[Saved entries]

»»

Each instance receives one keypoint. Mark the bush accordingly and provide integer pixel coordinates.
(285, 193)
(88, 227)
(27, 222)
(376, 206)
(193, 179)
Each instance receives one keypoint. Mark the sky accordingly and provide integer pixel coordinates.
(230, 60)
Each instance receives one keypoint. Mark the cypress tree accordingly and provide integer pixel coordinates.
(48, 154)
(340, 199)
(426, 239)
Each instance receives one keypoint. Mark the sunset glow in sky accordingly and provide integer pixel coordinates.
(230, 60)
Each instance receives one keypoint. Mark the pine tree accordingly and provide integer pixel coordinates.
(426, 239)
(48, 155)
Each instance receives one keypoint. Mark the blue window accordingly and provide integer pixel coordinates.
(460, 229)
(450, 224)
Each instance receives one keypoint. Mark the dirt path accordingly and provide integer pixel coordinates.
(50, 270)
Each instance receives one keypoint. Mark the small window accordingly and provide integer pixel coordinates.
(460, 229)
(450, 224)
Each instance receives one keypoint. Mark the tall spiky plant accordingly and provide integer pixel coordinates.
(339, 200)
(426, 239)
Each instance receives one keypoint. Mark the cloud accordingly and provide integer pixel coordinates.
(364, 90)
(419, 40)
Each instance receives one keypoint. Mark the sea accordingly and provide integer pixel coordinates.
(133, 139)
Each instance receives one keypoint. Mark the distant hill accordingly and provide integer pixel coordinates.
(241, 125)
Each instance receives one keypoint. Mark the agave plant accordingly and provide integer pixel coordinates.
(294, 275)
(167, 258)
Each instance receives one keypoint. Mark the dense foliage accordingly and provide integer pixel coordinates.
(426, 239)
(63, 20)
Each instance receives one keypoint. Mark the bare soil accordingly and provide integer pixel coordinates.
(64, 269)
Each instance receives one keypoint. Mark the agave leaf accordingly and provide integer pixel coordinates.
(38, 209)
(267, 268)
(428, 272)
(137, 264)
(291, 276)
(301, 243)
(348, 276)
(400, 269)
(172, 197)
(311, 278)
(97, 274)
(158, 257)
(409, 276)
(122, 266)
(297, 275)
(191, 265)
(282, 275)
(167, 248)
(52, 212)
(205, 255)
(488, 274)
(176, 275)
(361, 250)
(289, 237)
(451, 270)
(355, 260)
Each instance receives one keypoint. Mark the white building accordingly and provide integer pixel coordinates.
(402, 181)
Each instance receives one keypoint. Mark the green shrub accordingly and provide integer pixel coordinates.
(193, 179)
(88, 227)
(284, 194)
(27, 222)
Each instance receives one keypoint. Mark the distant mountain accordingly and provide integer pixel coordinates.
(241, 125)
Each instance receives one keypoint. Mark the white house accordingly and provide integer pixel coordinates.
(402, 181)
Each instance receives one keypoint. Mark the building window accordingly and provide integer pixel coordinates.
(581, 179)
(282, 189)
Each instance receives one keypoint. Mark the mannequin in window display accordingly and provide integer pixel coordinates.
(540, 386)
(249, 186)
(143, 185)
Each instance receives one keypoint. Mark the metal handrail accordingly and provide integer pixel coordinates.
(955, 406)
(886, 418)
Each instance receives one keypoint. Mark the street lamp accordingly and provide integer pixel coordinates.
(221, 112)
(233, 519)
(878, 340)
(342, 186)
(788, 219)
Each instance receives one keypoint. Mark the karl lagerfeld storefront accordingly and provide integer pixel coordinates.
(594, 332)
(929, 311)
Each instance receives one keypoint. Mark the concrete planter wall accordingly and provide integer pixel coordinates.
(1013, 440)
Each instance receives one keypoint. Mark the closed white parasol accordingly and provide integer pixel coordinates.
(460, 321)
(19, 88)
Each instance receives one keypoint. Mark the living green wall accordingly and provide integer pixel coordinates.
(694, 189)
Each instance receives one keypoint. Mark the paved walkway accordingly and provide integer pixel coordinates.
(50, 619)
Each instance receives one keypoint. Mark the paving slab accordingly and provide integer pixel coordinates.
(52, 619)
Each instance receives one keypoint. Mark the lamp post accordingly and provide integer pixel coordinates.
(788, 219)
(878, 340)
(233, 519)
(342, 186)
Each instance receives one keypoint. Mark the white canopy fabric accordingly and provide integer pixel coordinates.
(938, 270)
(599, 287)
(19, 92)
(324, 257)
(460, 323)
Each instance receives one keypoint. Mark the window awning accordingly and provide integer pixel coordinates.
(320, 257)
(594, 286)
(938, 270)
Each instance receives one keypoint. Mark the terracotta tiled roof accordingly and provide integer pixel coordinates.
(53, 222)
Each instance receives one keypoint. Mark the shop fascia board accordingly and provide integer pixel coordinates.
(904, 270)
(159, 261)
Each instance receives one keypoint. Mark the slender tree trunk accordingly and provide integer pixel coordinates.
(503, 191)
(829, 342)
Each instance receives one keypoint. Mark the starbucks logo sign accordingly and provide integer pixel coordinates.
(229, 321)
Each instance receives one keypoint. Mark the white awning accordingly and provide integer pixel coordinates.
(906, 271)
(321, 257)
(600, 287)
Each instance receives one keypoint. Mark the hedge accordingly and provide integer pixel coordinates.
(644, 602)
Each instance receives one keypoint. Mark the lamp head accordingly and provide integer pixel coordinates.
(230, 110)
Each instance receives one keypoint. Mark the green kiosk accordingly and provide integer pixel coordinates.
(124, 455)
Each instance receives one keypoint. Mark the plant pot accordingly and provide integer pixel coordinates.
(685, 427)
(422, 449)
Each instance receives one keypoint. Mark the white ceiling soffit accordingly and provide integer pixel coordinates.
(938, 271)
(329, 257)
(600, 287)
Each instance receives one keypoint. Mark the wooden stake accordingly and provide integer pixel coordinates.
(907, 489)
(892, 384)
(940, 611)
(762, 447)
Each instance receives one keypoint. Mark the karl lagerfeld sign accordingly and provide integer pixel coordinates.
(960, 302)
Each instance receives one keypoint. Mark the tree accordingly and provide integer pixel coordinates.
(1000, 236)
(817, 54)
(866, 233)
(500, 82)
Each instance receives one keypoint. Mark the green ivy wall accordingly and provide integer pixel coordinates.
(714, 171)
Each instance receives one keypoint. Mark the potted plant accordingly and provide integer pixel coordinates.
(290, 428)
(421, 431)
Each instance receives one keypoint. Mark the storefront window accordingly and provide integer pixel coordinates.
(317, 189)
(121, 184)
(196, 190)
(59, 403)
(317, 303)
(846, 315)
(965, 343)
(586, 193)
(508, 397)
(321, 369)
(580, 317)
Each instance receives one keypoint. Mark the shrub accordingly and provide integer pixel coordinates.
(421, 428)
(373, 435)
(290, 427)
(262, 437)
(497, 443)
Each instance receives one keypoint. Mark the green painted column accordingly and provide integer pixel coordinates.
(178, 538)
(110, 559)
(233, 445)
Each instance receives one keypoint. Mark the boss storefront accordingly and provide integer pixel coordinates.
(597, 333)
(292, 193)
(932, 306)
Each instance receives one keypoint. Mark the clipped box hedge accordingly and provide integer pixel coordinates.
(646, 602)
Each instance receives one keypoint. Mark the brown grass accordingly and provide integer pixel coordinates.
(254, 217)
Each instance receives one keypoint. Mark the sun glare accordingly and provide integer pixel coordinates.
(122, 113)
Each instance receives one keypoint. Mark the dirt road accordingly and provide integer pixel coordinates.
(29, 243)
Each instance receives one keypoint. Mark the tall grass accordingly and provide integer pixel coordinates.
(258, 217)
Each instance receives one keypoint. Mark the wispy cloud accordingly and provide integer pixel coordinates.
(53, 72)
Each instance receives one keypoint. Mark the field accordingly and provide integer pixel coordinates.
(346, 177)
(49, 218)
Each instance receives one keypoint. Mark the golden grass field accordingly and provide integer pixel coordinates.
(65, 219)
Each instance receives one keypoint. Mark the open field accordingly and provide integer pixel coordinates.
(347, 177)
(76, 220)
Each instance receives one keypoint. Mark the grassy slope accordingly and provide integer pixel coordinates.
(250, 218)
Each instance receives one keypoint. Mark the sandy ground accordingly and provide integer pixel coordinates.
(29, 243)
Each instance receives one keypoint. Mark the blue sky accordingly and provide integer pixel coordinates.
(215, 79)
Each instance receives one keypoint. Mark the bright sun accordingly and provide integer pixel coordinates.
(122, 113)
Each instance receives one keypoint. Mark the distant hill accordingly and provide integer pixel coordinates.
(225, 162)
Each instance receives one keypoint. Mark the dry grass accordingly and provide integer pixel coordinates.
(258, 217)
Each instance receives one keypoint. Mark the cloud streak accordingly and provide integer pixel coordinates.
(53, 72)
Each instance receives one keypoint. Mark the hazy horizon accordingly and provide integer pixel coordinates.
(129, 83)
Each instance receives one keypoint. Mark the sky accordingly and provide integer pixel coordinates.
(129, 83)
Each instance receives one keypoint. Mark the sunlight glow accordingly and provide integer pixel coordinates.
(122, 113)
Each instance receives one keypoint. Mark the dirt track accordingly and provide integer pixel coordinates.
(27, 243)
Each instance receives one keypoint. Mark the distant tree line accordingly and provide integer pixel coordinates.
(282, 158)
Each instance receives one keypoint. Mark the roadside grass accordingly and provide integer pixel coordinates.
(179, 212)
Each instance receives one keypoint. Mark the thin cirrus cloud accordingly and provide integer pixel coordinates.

««

• [Your objective]: Retype exactly. Start at the line with "Each instance receives one keypoint. Mark the roadside" and stop at the last line of the data.

• [Response]:
Each instance receives one keypoint. Mark the roadside grass accordingly and provide integer pixel coordinates.
(179, 212)
Each instance receives one keypoint. Mark the thin cirrus cloud accordingly and provide integer pixel coordinates.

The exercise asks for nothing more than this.